_EXERCISE MATERIAL_
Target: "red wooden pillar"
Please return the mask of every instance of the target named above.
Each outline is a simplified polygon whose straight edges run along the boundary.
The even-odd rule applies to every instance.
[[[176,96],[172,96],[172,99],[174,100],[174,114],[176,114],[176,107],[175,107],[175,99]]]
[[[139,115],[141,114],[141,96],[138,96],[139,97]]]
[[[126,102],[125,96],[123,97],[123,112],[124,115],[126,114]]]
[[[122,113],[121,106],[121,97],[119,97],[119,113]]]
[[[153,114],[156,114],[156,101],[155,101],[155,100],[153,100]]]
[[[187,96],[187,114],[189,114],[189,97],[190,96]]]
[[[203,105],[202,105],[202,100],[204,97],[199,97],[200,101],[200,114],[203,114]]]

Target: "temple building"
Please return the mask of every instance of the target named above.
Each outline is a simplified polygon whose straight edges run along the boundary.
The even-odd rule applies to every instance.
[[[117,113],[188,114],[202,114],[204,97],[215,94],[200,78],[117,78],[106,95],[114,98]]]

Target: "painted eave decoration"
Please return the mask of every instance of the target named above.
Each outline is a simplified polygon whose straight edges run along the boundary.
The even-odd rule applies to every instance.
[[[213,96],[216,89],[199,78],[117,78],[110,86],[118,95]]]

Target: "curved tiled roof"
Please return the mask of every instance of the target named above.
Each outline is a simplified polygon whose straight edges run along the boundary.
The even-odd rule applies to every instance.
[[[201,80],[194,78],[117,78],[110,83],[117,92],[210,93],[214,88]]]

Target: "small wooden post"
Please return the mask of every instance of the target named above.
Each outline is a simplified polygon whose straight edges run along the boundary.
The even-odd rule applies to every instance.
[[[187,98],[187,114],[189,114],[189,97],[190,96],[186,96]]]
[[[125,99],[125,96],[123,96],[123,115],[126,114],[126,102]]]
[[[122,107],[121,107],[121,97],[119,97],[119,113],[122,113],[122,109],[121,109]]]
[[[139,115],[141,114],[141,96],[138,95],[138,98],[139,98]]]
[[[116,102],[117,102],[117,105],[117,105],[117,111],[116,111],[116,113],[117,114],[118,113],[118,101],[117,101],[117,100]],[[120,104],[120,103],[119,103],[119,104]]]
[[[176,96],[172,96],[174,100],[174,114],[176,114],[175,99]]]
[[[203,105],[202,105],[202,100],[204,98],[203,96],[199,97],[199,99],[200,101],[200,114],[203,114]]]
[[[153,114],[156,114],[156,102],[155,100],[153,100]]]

_INSTRUCTIONS FOR THE TASK_
Write out every line of the material above, word for word and with nothing changed.

_EXERCISE RESPONSE_
Target: "red wooden pillar"
Please return the mask of every instance of the target named above.
Each outline is a simplified polygon whose straight edges run along the boundary.
The even-odd rule applies to every instance.
[[[176,96],[172,96],[172,99],[174,100],[174,114],[176,114],[176,107],[175,107],[175,99]]]
[[[139,115],[141,114],[141,96],[138,96],[139,97]]]
[[[126,102],[125,96],[123,97],[123,112],[124,115],[126,114]]]
[[[122,113],[121,106],[121,97],[119,97],[119,113]]]
[[[153,114],[156,114],[156,101],[155,101],[155,100],[153,100]]]
[[[187,96],[187,114],[189,114],[189,97],[190,96]]]
[[[203,105],[202,105],[202,100],[204,97],[199,97],[200,101],[200,114],[203,114]]]

Target: "temple building"
Please return the mask of every instance of the target named above.
Each outline is a simplified polygon whose straight edges run along the boundary.
The even-odd rule applies to every instance.
[[[117,113],[188,114],[202,114],[204,97],[215,94],[200,78],[117,78],[106,95],[114,98]]]

Target: "painted eave decoration"
Please return the mask of every instance of the target named above.
Each outline is a simplified polygon whose straight edges run along the boundary.
The even-odd rule applies to every instance.
[[[213,96],[216,89],[199,78],[117,78],[110,86],[118,95]]]

Target: "curved tiled roof"
Please return the mask of every instance of the target named above.
Each outline is a simplified polygon whose straight edges run along the boundary.
The even-odd rule applies to every instance.
[[[201,80],[194,78],[117,78],[110,83],[117,92],[210,93],[214,88]]]

Target: "small wooden post"
Please return the mask of every instance of the target named above.
Each outline is a simplified polygon whose straight edges run along the boundary.
The even-odd rule applies to every instance.
[[[187,98],[187,114],[189,114],[189,97],[190,96],[186,96]]]
[[[125,99],[125,96],[123,96],[123,115],[126,114],[126,102]]]
[[[122,107],[121,107],[121,97],[119,97],[119,113],[122,113],[122,109],[121,109]]]
[[[139,115],[141,114],[141,96],[138,95],[138,98],[139,98]]]
[[[116,102],[117,102],[117,105],[117,105],[117,111],[116,111],[116,113],[117,114],[118,113],[118,101],[117,101],[117,100]],[[120,104],[120,103],[119,103],[119,104]]]
[[[176,96],[172,96],[174,100],[174,114],[176,114],[175,99]]]
[[[203,105],[202,105],[202,100],[204,98],[203,96],[199,97],[199,99],[200,101],[200,114],[203,114]]]
[[[153,114],[156,114],[156,102],[155,100],[153,100]]]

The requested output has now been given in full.